- [PROBLEM TO SOLVE]:
Extract the lines of the records from the line with "point: green moss" up to and including the line with "column 242, row 211", and reproduce them word for word.

#### TASK MATERIAL

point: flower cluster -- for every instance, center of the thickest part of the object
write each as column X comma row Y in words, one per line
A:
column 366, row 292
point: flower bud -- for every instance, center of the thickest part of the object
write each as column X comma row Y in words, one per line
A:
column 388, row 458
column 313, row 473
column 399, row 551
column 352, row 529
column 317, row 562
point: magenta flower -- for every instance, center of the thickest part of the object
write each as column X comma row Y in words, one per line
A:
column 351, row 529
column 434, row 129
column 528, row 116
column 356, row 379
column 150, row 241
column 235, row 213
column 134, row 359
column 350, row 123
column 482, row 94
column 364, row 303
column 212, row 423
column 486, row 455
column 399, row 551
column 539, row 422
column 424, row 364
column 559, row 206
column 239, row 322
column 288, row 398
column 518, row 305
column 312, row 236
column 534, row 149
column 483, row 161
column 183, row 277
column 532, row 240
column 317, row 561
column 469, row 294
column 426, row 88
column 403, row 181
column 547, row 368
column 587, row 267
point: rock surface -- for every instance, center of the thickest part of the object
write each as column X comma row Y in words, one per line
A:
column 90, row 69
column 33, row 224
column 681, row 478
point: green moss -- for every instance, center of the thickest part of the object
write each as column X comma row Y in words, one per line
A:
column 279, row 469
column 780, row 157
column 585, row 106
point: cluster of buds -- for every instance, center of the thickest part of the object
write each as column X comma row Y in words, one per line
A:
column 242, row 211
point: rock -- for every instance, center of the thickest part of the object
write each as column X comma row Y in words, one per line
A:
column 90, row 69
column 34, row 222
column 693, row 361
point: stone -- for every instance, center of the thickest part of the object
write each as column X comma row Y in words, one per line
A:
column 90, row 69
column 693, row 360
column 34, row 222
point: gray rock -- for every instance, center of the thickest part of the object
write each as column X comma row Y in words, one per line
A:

########

- [EXERCISE OUTPUT]:
point: green moss -- for every instance, center of the thickest part of the object
write each as column X comma row Y in words, one per line
A:
column 279, row 469
column 780, row 157
column 585, row 106
point: cluster of buds -- for every instance, center of the thickest part of the object
write each as column X comma row Y in words, one per line
A:
column 242, row 211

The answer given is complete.